- **What is being asked**:
The records that follow are to be repeated without alteration.

───── Input for this task ─────

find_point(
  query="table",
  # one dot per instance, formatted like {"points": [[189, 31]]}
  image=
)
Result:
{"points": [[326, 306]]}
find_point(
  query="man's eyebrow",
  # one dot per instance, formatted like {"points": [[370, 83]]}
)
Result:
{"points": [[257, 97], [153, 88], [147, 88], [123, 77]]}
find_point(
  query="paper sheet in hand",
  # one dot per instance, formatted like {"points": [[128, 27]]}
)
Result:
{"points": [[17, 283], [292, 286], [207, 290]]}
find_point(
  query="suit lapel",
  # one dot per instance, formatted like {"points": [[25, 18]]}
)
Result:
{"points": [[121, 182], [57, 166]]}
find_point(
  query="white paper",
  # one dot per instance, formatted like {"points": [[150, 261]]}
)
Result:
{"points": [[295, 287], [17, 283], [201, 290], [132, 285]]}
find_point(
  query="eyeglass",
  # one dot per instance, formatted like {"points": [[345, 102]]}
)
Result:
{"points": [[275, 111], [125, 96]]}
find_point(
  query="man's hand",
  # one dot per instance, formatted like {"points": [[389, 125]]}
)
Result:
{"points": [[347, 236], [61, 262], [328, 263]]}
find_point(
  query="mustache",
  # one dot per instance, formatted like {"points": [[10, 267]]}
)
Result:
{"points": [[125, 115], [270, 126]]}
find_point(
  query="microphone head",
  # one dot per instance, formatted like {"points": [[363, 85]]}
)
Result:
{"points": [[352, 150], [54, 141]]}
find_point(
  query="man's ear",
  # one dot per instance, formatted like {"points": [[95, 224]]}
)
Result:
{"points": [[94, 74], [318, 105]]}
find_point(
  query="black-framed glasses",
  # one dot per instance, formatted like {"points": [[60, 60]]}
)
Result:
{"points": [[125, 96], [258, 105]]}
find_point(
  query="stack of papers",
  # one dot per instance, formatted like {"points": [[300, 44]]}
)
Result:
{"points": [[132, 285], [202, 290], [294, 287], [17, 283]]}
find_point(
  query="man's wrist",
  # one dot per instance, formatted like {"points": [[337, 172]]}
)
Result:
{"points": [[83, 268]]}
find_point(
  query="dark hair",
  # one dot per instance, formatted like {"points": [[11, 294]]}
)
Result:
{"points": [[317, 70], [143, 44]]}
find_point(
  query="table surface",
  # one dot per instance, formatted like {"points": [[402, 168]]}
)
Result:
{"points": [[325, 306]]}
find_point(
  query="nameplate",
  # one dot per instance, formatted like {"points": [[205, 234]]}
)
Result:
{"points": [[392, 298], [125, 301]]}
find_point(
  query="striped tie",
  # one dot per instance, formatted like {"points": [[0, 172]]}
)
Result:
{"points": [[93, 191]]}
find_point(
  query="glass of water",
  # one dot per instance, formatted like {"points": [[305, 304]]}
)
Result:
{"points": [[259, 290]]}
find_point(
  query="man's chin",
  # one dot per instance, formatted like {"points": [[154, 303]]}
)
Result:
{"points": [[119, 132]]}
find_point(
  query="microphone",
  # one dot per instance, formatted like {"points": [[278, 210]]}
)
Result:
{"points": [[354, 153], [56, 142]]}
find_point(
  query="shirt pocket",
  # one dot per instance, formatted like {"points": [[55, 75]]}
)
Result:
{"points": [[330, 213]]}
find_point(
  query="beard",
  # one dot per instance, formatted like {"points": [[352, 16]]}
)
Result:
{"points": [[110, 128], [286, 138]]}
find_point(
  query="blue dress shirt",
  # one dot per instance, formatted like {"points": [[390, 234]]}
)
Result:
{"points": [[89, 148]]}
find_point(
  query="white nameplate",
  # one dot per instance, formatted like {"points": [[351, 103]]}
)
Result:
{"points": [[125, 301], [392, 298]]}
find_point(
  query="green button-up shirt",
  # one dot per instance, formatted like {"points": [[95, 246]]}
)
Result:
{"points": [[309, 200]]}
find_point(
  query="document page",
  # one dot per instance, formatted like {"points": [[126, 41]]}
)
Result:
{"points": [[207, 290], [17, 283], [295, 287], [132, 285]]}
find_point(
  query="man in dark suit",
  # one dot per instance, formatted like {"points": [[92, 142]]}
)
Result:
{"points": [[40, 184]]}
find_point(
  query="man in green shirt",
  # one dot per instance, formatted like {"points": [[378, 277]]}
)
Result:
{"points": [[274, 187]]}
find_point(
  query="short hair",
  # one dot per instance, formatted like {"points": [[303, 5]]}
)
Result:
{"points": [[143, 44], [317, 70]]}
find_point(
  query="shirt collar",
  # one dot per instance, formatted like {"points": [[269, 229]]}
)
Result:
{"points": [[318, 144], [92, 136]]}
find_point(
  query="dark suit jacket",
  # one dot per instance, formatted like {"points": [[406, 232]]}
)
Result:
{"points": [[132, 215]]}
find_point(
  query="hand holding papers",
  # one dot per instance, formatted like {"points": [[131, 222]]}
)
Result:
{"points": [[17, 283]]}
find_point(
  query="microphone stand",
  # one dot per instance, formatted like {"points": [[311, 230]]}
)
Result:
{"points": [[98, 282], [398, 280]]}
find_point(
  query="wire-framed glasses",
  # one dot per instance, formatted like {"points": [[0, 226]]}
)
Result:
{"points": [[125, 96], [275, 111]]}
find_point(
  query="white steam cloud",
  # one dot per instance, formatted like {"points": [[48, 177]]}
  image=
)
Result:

─────

- **Worked solution**:
find_point(
  query="table",
  # one dot per instance, formatted like {"points": [[189, 31]]}
  image=
)
Result:
{"points": [[326, 306]]}
find_point(
  query="man's eyebrow",
  # one dot per instance, formatted like {"points": [[370, 83]]}
)
Result:
{"points": [[257, 97], [153, 88], [147, 88], [123, 77]]}
find_point(
  query="paper sheet in hand",
  # one dot per instance, formatted like {"points": [[128, 27]]}
)
Result:
{"points": [[17, 283], [292, 286], [207, 290]]}
find_point(
  query="suit lapel",
  # one dot per instance, formatted like {"points": [[25, 18]]}
)
Result:
{"points": [[121, 182], [57, 166]]}
find_point(
  query="white paper",
  # one dot per instance, formatted like {"points": [[150, 261]]}
)
Result:
{"points": [[295, 287], [17, 283], [201, 290], [132, 285]]}
find_point(
  query="eyeglass",
  # one dot per instance, formatted like {"points": [[345, 102]]}
)
Result:
{"points": [[275, 111], [125, 96]]}
find_point(
  query="man's hand",
  # one dot per instance, formatted like {"points": [[389, 125]]}
)
Result:
{"points": [[347, 236], [61, 262], [328, 263]]}
find_point(
  query="mustache",
  # one dot per instance, formatted like {"points": [[10, 267]]}
)
Result:
{"points": [[125, 115], [270, 126]]}
find_point(
  query="microphone head",
  # one dot per instance, formatted like {"points": [[363, 85]]}
)
Result:
{"points": [[352, 150], [54, 141]]}
find_point(
  query="man's ear",
  # one dot per instance, formatted like {"points": [[95, 224]]}
)
Result:
{"points": [[94, 74], [318, 105]]}
find_point(
  query="black-framed glasses",
  # one dot per instance, formatted like {"points": [[60, 60]]}
)
Result:
{"points": [[125, 96], [258, 105]]}
find_point(
  query="stack of papers",
  # one dot per instance, formatted like {"points": [[300, 44]]}
)
Result:
{"points": [[132, 285], [202, 290], [294, 287], [17, 283]]}
find_point(
  query="man's wrist",
  # one dot per instance, formatted like {"points": [[337, 172]]}
)
Result:
{"points": [[83, 268]]}
find_point(
  query="dark hair",
  # one dot per instance, formatted like {"points": [[11, 294]]}
)
Result:
{"points": [[317, 70], [143, 44]]}
find_point(
  query="table surface",
  # one dot per instance, formatted like {"points": [[402, 168]]}
)
Result:
{"points": [[325, 306]]}
find_point(
  query="nameplate",
  # one dot per instance, formatted like {"points": [[205, 234]]}
)
Result:
{"points": [[392, 298], [125, 301]]}
find_point(
  query="striped tie",
  # one dot per instance, formatted like {"points": [[0, 172]]}
)
Result:
{"points": [[93, 191]]}
find_point(
  query="glass of water",
  # one dot per instance, formatted like {"points": [[305, 304]]}
)
Result:
{"points": [[259, 290]]}
find_point(
  query="man's chin",
  # one dot per instance, formatted like {"points": [[154, 303]]}
)
Result:
{"points": [[119, 132]]}
find_point(
  query="microphone",
  # one dot per instance, formatted like {"points": [[278, 210]]}
)
Result:
{"points": [[354, 153], [56, 142]]}
find_point(
  query="shirt pocket",
  # one dot per instance, formatted like {"points": [[55, 75]]}
)
Result:
{"points": [[330, 213]]}
find_point(
  query="beard",
  # one dot per instance, formatted like {"points": [[352, 16]]}
)
Result:
{"points": [[110, 128], [286, 138]]}
find_point(
  query="blue dress shirt",
  # one dot per instance, formatted like {"points": [[390, 234]]}
)
Result:
{"points": [[89, 148]]}
find_point(
  query="white nameplate",
  # one dot per instance, formatted like {"points": [[351, 103]]}
)
Result:
{"points": [[125, 301], [392, 298]]}
find_point(
  query="green button-up shirt",
  # one dot per instance, formatted like {"points": [[95, 246]]}
)
Result:
{"points": [[309, 200]]}
find_point(
  query="document page",
  # one dot per instance, formatted like {"points": [[126, 41]]}
)
Result:
{"points": [[207, 290], [17, 283], [295, 287], [132, 285]]}
find_point(
  query="man in dark suit",
  # one dot per instance, formatted like {"points": [[92, 142]]}
)
Result:
{"points": [[40, 184]]}
find_point(
  query="man in green shirt",
  # one dot per instance, formatted like {"points": [[378, 277]]}
)
Result:
{"points": [[274, 187]]}
find_point(
  query="short hair",
  # one dot per instance, formatted like {"points": [[303, 5]]}
)
Result:
{"points": [[143, 44], [317, 70]]}
find_point(
  query="shirt collar",
  # one dot per instance, formatted like {"points": [[269, 229]]}
)
Result:
{"points": [[318, 144], [92, 136]]}
find_point(
  query="dark suit jacket",
  # one dot per instance, formatted like {"points": [[406, 232]]}
)
Result:
{"points": [[132, 215]]}
find_point(
  query="hand holding papers",
  # one dot per instance, formatted like {"points": [[131, 222]]}
)
Result:
{"points": [[17, 283]]}
find_point(
  query="microphone stand",
  # one dot per instance, formatted like {"points": [[311, 230]]}
)
Result:
{"points": [[98, 282], [398, 280]]}
find_point(
  query="wire-framed glasses",
  # one dot per instance, formatted like {"points": [[0, 226]]}
)
Result:
{"points": [[125, 96], [275, 111]]}
find_point(
  query="white steam cloud",
  # one dot per instance, formatted like {"points": [[48, 177]]}
  image=
)
Result:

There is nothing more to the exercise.